Material to process:
--
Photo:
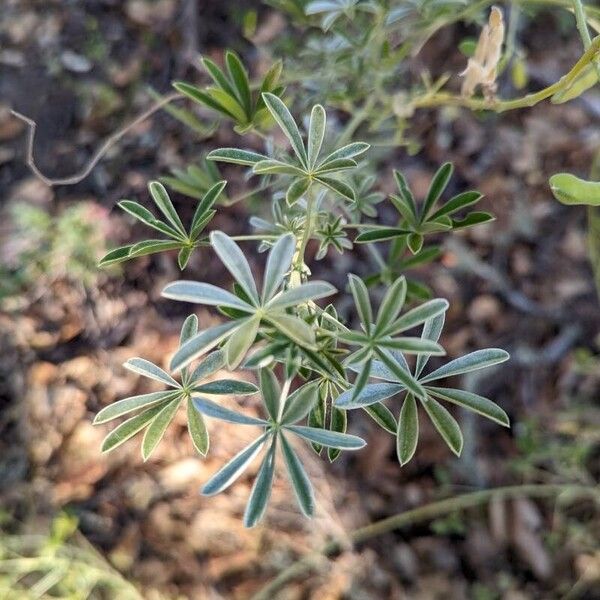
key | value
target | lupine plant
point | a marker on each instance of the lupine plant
(313, 366)
(316, 364)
--
Written task: Reproduce the data above word for word, leaving the picture out of your answer.

Response below:
Photo:
key | value
target | lupine plant
point | a marker on each instance of the lupine plant
(313, 366)
(316, 364)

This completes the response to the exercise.